Required action A: Write out the passage from the Random Forests and FST comparison below, starting at "In line with" and ending at "discussed with FST.".
Required action B: Summarize the text below, which compares Random Forests with FST, in two sentences.
Required action C: In the Random Forests and FST comparison below, what r^2 did linear regression give with the categories feature-encoding scheme?

For my last comparison, I’ll look at the correlation between the variable importance measures (VIM) computed by Random Forests vs the scores calculated via FST. Previously, I analyzed the correlations between FST scores and associations computed using Cramer’s V and weights computed from Logistic Regression Ensembles.

In line with my recent correlation analysis between Cramer’s V and FST, I wanted to compare the weights calculated by the Logistic Regression Ensembles I recently discussed with FST.

I again used the Burkina Faso An. gambiae and An. coluzzii samples from the Anopheles gambiae 1000 genomes project for the comparison. I ran trained the Random Forests with both the counts and categorical feature encodings using the dev branch of my population genetics methods exporation toolkit, Asaph. Plots of the variable importance measures from the Random Forests vs FST scores are below:

With the counts feature-encoding scheme, linear regression between the Random Forests variable importance measures and FST scores had $r^2=0.665$. With the categories feature-encoding scheme, linear regression gave $r^2=0.656$.

## Conclusion

Variable importance measures computed for each SNP using Random Forests correlate reasonably well with the FST scores, regardless of the encoding scheme used. (Random Forests are particularly robust to the choice of encoding scheme.) It would be interesting to analyze variants where Random Forests and FST give substantially different scores.

Excerpted records:
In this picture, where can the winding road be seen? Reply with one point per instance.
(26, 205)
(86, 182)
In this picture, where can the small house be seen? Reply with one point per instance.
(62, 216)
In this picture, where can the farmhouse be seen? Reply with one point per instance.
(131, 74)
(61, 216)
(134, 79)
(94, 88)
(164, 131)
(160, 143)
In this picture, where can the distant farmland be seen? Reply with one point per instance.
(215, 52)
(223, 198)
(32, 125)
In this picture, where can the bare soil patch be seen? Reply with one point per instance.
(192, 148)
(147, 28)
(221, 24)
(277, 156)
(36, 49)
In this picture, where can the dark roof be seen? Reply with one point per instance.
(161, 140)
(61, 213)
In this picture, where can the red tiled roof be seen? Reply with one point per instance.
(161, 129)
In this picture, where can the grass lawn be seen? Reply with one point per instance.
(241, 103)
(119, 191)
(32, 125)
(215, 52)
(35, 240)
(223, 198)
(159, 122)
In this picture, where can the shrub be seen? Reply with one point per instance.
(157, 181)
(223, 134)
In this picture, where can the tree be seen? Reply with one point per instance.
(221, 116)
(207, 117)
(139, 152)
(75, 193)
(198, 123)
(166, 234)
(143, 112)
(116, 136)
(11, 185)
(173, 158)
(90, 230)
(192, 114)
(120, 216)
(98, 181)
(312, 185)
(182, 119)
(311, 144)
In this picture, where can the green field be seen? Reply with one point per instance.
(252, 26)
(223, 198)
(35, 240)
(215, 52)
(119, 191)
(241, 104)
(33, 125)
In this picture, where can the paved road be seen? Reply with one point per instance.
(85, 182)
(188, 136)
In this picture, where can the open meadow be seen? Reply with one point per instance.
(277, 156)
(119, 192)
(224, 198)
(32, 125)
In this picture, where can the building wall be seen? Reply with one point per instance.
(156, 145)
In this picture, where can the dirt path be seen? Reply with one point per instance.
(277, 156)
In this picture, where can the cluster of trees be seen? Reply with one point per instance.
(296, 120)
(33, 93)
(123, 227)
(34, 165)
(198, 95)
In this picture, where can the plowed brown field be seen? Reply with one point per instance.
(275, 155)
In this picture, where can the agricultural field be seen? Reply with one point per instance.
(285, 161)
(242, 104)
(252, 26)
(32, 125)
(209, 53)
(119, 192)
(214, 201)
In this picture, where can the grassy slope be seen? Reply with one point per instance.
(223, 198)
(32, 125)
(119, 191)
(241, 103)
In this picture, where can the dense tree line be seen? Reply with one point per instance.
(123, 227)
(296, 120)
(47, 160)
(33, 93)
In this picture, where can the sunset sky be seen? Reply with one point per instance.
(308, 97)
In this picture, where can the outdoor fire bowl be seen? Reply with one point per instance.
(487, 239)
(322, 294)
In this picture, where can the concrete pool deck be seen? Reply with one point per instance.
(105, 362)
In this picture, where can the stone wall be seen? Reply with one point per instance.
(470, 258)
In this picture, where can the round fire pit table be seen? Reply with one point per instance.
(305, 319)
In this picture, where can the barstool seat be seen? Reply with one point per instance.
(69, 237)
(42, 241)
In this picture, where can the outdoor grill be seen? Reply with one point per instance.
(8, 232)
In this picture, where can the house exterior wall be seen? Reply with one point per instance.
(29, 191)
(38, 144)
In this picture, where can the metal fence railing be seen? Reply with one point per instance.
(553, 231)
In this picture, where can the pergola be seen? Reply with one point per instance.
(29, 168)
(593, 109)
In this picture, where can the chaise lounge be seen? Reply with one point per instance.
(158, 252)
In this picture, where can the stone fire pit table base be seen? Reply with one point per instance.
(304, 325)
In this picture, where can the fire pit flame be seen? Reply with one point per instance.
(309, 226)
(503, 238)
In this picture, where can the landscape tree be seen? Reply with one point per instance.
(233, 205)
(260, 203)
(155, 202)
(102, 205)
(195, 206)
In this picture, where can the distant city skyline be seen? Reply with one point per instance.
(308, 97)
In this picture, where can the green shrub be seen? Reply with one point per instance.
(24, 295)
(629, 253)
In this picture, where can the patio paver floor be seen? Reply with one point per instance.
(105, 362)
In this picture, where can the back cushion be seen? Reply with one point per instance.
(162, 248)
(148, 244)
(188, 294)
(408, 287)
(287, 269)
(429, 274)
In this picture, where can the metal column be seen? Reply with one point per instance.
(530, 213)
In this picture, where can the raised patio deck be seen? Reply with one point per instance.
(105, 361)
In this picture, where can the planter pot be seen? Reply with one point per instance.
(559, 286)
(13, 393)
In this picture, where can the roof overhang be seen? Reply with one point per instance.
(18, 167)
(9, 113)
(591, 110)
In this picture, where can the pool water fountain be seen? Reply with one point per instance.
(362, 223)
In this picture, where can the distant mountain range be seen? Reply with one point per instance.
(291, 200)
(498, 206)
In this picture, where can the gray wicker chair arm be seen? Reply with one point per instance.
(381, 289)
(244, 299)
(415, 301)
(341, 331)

Written answer A:
In line with my recent correlation analysis between Cramer’s V and FST, I wanted to compare the weights calculated by the Logistic Regression Ensembles I recently discussed with FST.

Written answer B: The text compares variable importance measures computed by Random Forests with FST scores, using the Burkina Faso An. gambiae and An. coluzzii samples from the Anopheles gambiae 1000 genomes project. Linear regression gave r^2=0.665 with the counts feature encoding and r^2=0.656 with the categories encoding, so the measures correlate reasonably well with FST whichever encoding is used.

Written answer C: r^2=0.656